** Start **

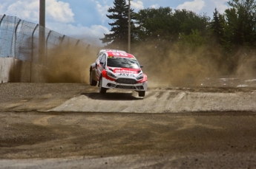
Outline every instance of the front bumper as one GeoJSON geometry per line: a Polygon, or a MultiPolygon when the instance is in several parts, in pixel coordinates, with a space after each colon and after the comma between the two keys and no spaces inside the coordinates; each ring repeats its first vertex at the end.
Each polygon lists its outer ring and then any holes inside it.
{"type": "Polygon", "coordinates": [[[136,84],[119,83],[116,81],[110,80],[105,77],[102,77],[102,87],[107,89],[121,89],[135,91],[146,91],[148,89],[148,81],[139,83],[136,84]]]}

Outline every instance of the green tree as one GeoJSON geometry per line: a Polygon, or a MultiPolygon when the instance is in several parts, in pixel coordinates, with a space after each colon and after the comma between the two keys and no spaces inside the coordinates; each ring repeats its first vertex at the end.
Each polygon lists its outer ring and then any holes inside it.
{"type": "MultiPolygon", "coordinates": [[[[134,39],[135,27],[133,22],[134,19],[134,10],[131,9],[131,41],[134,39]]],[[[105,37],[100,38],[103,44],[107,44],[106,47],[122,49],[126,50],[128,35],[128,5],[125,0],[114,0],[114,7],[109,7],[108,12],[111,15],[106,15],[107,17],[114,21],[108,23],[111,26],[111,33],[104,34],[105,37]]]]}
{"type": "Polygon", "coordinates": [[[212,31],[212,38],[219,46],[222,46],[224,38],[225,19],[215,8],[213,19],[209,24],[210,31],[212,31]]]}
{"type": "MultiPolygon", "coordinates": [[[[255,0],[232,0],[226,10],[230,41],[235,46],[253,46],[256,42],[256,2],[255,0]]],[[[235,46],[235,48],[237,48],[235,46]]]]}
{"type": "Polygon", "coordinates": [[[201,16],[186,10],[172,11],[170,7],[140,10],[136,14],[136,24],[140,27],[138,39],[142,41],[174,42],[179,40],[180,33],[189,35],[197,30],[206,33],[209,17],[201,16]]]}

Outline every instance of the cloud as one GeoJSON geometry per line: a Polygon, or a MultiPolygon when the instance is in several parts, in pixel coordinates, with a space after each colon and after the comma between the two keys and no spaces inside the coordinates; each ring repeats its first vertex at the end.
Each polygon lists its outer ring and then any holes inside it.
{"type": "Polygon", "coordinates": [[[143,2],[141,1],[131,1],[131,7],[135,10],[140,10],[144,8],[143,2]]]}
{"type": "Polygon", "coordinates": [[[101,46],[102,41],[99,38],[104,38],[104,33],[110,33],[108,29],[102,25],[92,25],[90,27],[83,27],[81,24],[73,25],[71,24],[48,23],[48,28],[56,32],[61,32],[68,36],[80,39],[82,41],[96,45],[101,46]]]}
{"type": "Polygon", "coordinates": [[[151,6],[150,6],[151,8],[158,8],[159,7],[159,4],[153,4],[151,6]]]}
{"type": "Polygon", "coordinates": [[[100,4],[100,3],[99,1],[95,1],[95,2],[96,4],[96,10],[97,10],[97,11],[100,15],[100,18],[101,18],[102,24],[104,24],[105,22],[106,19],[108,19],[106,14],[108,13],[107,11],[110,7],[108,5],[102,6],[100,4]]]}
{"type": "MultiPolygon", "coordinates": [[[[1,6],[1,12],[6,15],[14,15],[23,20],[39,23],[39,0],[10,0],[1,6]]],[[[65,23],[73,21],[74,14],[68,3],[57,0],[47,0],[45,2],[45,10],[47,20],[65,23]]]]}
{"type": "Polygon", "coordinates": [[[194,12],[200,12],[205,5],[203,0],[194,0],[193,1],[186,1],[177,7],[177,9],[186,9],[194,12]]]}
{"type": "Polygon", "coordinates": [[[7,10],[4,12],[6,15],[18,16],[22,19],[30,21],[39,21],[39,1],[11,1],[10,4],[4,3],[4,5],[7,7],[7,10]]]}
{"type": "Polygon", "coordinates": [[[46,1],[46,13],[49,18],[55,21],[73,22],[74,14],[68,3],[57,0],[46,1]]]}

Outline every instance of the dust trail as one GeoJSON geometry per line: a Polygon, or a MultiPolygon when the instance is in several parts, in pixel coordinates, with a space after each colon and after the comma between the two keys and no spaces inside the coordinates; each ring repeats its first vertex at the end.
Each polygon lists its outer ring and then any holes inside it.
{"type": "Polygon", "coordinates": [[[65,44],[49,51],[45,73],[47,83],[89,82],[89,68],[96,59],[99,49],[65,44]]]}
{"type": "MultiPolygon", "coordinates": [[[[49,51],[45,79],[48,83],[89,82],[89,68],[96,59],[99,48],[62,45],[49,51]]],[[[126,49],[119,49],[127,51],[126,49]]],[[[232,74],[220,59],[216,48],[198,48],[179,44],[141,44],[131,49],[142,70],[148,75],[148,86],[200,86],[206,77],[219,78],[223,75],[245,77],[255,75],[256,59],[240,57],[232,74]]]]}

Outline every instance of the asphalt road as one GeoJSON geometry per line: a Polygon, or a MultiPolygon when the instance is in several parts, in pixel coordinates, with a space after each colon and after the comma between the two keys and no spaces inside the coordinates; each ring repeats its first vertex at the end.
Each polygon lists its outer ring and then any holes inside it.
{"type": "Polygon", "coordinates": [[[256,168],[249,88],[0,84],[0,168],[256,168]]]}

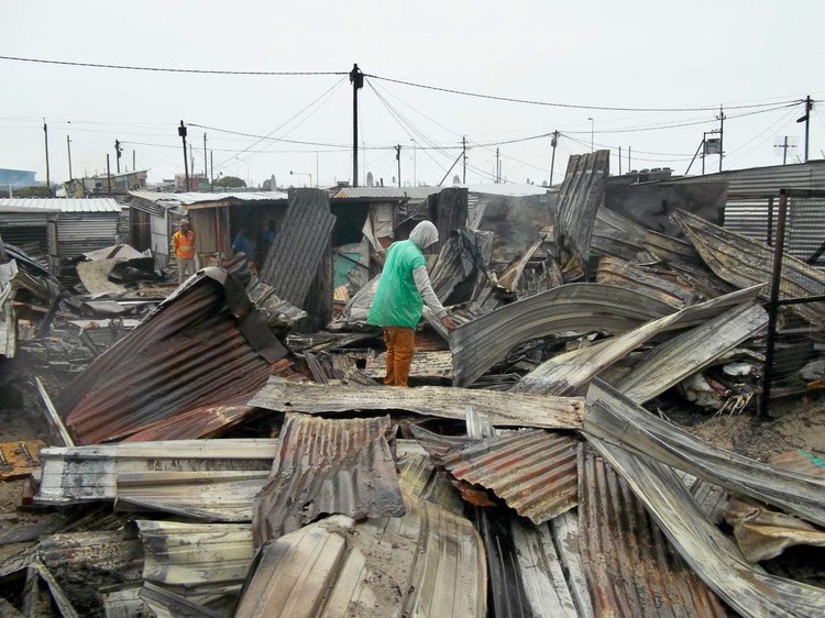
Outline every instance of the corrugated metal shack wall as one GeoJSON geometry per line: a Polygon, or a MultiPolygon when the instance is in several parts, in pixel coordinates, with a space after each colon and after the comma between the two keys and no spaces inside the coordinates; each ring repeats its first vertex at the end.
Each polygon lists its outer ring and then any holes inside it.
{"type": "Polygon", "coordinates": [[[57,255],[76,257],[117,244],[120,212],[62,212],[57,221],[57,255]]]}

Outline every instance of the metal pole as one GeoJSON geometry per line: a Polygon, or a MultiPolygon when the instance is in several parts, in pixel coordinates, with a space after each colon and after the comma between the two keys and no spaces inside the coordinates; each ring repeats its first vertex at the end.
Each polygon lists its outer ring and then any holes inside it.
{"type": "Polygon", "coordinates": [[[359,65],[352,65],[352,186],[359,186],[359,88],[364,87],[364,74],[359,65]]]}
{"type": "Polygon", "coordinates": [[[109,153],[106,154],[106,186],[109,195],[112,195],[112,170],[109,166],[109,153]]]}
{"type": "Polygon", "coordinates": [[[52,174],[48,169],[48,125],[46,124],[46,119],[43,119],[43,140],[46,144],[46,187],[48,187],[48,190],[52,190],[52,174]]]}
{"type": "Polygon", "coordinates": [[[72,180],[72,140],[69,140],[68,135],[66,135],[66,150],[69,154],[69,180],[72,180]]]}
{"type": "MultiPolygon", "coordinates": [[[[550,145],[553,147],[553,154],[550,157],[550,186],[553,186],[553,169],[556,169],[556,146],[559,145],[559,131],[553,131],[553,137],[550,140],[550,145]]],[[[622,155],[619,155],[622,156],[622,155]]]]}
{"type": "Polygon", "coordinates": [[[184,174],[186,178],[186,190],[189,190],[189,161],[186,156],[186,125],[184,124],[184,121],[180,121],[180,126],[177,128],[177,134],[180,135],[180,139],[184,141],[184,174]]]}
{"type": "Polygon", "coordinates": [[[773,245],[773,269],[771,274],[770,301],[768,304],[768,339],[765,350],[765,377],[762,378],[762,397],[759,415],[770,413],[771,379],[773,377],[773,358],[777,346],[777,314],[779,313],[779,284],[782,278],[782,253],[785,245],[785,217],[788,214],[788,195],[779,190],[779,212],[777,214],[777,236],[773,245]]]}
{"type": "Polygon", "coordinates": [[[725,112],[722,110],[722,106],[719,106],[719,115],[716,117],[716,120],[719,121],[719,172],[722,172],[722,157],[725,153],[725,112]]]}

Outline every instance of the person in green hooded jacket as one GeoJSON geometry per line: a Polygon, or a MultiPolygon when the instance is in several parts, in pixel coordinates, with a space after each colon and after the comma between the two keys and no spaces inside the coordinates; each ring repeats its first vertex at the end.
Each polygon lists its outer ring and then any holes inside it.
{"type": "Polygon", "coordinates": [[[409,367],[415,354],[416,324],[425,304],[448,331],[455,329],[432,290],[422,250],[438,242],[438,229],[421,221],[409,240],[394,242],[387,250],[384,269],[378,279],[366,321],[384,329],[387,364],[384,384],[407,386],[409,367]]]}

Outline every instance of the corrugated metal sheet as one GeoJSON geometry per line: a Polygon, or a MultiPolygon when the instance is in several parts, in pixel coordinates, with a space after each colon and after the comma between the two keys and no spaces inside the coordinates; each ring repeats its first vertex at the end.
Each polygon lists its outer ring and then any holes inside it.
{"type": "Polygon", "coordinates": [[[267,543],[237,618],[486,615],[479,534],[463,517],[405,497],[406,515],[332,516],[267,543]]]}
{"type": "Polygon", "coordinates": [[[606,284],[568,284],[482,316],[450,335],[455,377],[466,386],[516,345],[553,333],[618,334],[662,316],[673,307],[631,289],[606,284]]]}
{"type": "Polygon", "coordinates": [[[596,379],[587,390],[583,433],[618,444],[825,526],[825,478],[762,464],[694,438],[596,379]]]}
{"type": "Polygon", "coordinates": [[[326,191],[297,189],[261,268],[261,280],[275,288],[279,298],[300,307],[331,242],[334,224],[326,191]]]}
{"type": "Polygon", "coordinates": [[[461,481],[492,489],[507,506],[542,523],[576,505],[576,446],[541,429],[482,440],[444,457],[461,481]]]}
{"type": "Polygon", "coordinates": [[[559,190],[558,224],[553,227],[560,247],[566,247],[579,260],[590,255],[593,221],[604,201],[610,151],[571,155],[559,190]]]}
{"type": "Polygon", "coordinates": [[[327,420],[288,413],[270,478],[255,496],[255,545],[321,515],[400,517],[391,419],[327,420]]]}
{"type": "Polygon", "coordinates": [[[825,456],[804,449],[795,449],[773,455],[768,460],[768,463],[783,470],[825,478],[825,456]]]}
{"type": "Polygon", "coordinates": [[[252,397],[285,354],[241,284],[205,268],[98,356],[64,390],[61,409],[81,443],[122,439],[177,413],[252,397]]]}
{"type": "Polygon", "coordinates": [[[701,323],[723,310],[740,302],[756,299],[761,286],[721,296],[693,305],[678,313],[659,318],[638,329],[594,343],[588,347],[558,354],[522,377],[512,393],[529,395],[578,395],[598,373],[609,368],[636,347],[658,333],[682,328],[686,323],[701,323]]]}
{"type": "MultiPolygon", "coordinates": [[[[593,435],[587,435],[587,440],[624,477],[694,572],[734,610],[748,618],[814,618],[825,614],[825,591],[769,575],[748,562],[734,542],[707,519],[668,466],[634,454],[626,444],[616,446],[593,435]]],[[[616,495],[619,497],[623,496],[616,495]]],[[[631,567],[645,564],[631,560],[628,563],[631,567]]]]}
{"type": "Polygon", "coordinates": [[[740,305],[658,345],[615,386],[637,404],[645,404],[767,325],[768,312],[761,305],[740,305]]]}
{"type": "Polygon", "coordinates": [[[170,440],[41,450],[43,473],[34,500],[67,504],[113,500],[118,475],[140,472],[258,471],[272,466],[274,439],[170,440]]]}
{"type": "Polygon", "coordinates": [[[597,616],[726,616],[623,478],[591,450],[580,503],[579,547],[597,616]]]}
{"type": "Polygon", "coordinates": [[[486,415],[497,427],[576,429],[583,411],[579,397],[531,397],[447,386],[323,386],[271,378],[251,406],[285,412],[346,412],[409,410],[420,415],[464,420],[465,406],[486,415]]]}
{"type": "MultiPolygon", "coordinates": [[[[737,287],[770,282],[773,250],[741,234],[708,223],[693,214],[676,211],[676,220],[702,255],[702,260],[719,277],[737,287]]],[[[768,290],[765,290],[767,294],[768,290]]],[[[825,273],[791,255],[782,261],[780,298],[803,298],[825,293],[825,273]]],[[[791,310],[814,325],[825,324],[822,302],[792,305],[791,310]]]]}
{"type": "Polygon", "coordinates": [[[114,198],[0,198],[0,209],[2,208],[120,214],[122,207],[114,198]]]}

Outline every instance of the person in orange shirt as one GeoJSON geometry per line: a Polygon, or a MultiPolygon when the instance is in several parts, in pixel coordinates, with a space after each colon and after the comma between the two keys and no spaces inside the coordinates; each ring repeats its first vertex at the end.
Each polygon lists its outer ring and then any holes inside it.
{"type": "Polygon", "coordinates": [[[177,280],[183,284],[187,276],[195,274],[195,232],[188,219],[180,220],[180,230],[173,234],[172,245],[177,258],[177,280]]]}

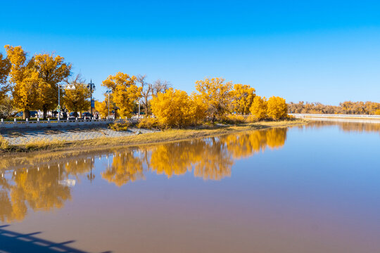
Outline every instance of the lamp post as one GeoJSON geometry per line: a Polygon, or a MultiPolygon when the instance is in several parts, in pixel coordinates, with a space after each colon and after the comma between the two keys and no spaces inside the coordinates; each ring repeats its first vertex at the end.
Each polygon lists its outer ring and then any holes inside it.
{"type": "Polygon", "coordinates": [[[106,91],[106,93],[108,94],[108,119],[110,119],[110,93],[112,92],[111,90],[106,91]]]}
{"type": "Polygon", "coordinates": [[[92,82],[92,79],[90,79],[90,82],[87,84],[87,89],[90,89],[90,113],[92,115],[92,91],[95,90],[95,84],[92,82]]]}

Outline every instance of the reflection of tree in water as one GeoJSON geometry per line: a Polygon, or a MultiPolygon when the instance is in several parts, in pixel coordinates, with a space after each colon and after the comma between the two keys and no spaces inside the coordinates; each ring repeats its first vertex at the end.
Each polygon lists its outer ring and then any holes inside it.
{"type": "Polygon", "coordinates": [[[118,186],[144,179],[142,160],[130,150],[115,152],[112,165],[102,172],[101,176],[118,186]]]}
{"type": "Polygon", "coordinates": [[[224,136],[221,141],[225,143],[228,152],[235,159],[248,157],[267,146],[278,148],[285,144],[286,128],[273,128],[249,133],[238,133],[224,136]]]}
{"type": "Polygon", "coordinates": [[[326,126],[338,126],[344,131],[357,132],[378,132],[380,134],[380,124],[372,123],[370,120],[367,122],[344,122],[332,121],[312,121],[305,127],[320,128],[326,126]]]}
{"type": "Polygon", "coordinates": [[[62,174],[57,166],[46,166],[39,169],[18,170],[12,176],[11,184],[5,178],[1,179],[1,221],[21,221],[28,208],[49,211],[63,207],[71,194],[68,186],[59,184],[62,175],[58,174],[62,174]]]}
{"type": "Polygon", "coordinates": [[[192,140],[157,145],[151,150],[150,169],[168,178],[191,171],[191,165],[202,160],[204,141],[192,140]]]}
{"type": "Polygon", "coordinates": [[[286,128],[275,128],[165,143],[140,148],[134,155],[130,151],[115,152],[112,165],[103,172],[102,177],[120,186],[144,178],[145,164],[152,171],[168,178],[194,169],[195,176],[220,180],[231,176],[232,157],[249,157],[267,146],[281,147],[285,143],[286,131],[286,128]]]}
{"type": "MultiPolygon", "coordinates": [[[[112,164],[101,176],[121,186],[144,179],[145,167],[168,178],[194,169],[194,176],[203,180],[220,180],[231,176],[234,159],[253,155],[267,146],[281,147],[286,138],[286,129],[270,129],[114,151],[112,164]]],[[[89,174],[94,167],[92,159],[65,159],[61,169],[56,161],[49,165],[45,161],[38,169],[18,169],[10,178],[0,178],[0,221],[21,221],[28,209],[49,211],[63,207],[71,193],[60,181],[69,176],[79,179],[89,174]]]]}
{"type": "Polygon", "coordinates": [[[205,143],[202,151],[202,159],[194,166],[195,176],[220,180],[231,176],[234,160],[220,138],[211,138],[211,142],[205,143]]]}

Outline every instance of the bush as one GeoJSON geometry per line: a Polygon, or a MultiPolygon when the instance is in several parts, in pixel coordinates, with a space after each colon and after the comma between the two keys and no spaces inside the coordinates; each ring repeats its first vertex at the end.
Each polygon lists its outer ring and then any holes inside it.
{"type": "Polygon", "coordinates": [[[242,115],[228,115],[222,118],[222,123],[228,124],[239,124],[246,123],[246,118],[242,115]]]}
{"type": "Polygon", "coordinates": [[[129,126],[130,123],[129,122],[125,123],[112,123],[108,125],[108,128],[113,131],[127,131],[129,126]]]}
{"type": "Polygon", "coordinates": [[[0,150],[6,150],[9,147],[9,142],[6,138],[0,136],[0,150]]]}
{"type": "Polygon", "coordinates": [[[137,124],[138,128],[144,128],[147,129],[158,129],[160,128],[158,125],[158,121],[156,118],[146,117],[140,119],[139,124],[137,124]]]}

** End **

Set exercise: Extract every line of the material above that contains the word "corrugated" and copy each one in full.

Worked answer:
Outline every instance of the corrugated metal shack wall as one GeoJSON geometry per line: a Polygon, or a MultiPolygon when the instance is in several parts, in pixel coordinates, with a space after each colon and after the comma between the two keys and no spaces inside the coordinates; each ring repeats its first vertex at the end.
Outline every instance of the corrugated metal sheet as one GeoJSON geometry per line: a Polygon, or a MultiPolygon when the instance is in several parts, in pixel coordinates, with a space after each colon and after the comma between the two keys and no spaces inside the coordinates; each ring repeats its first vertex at the end.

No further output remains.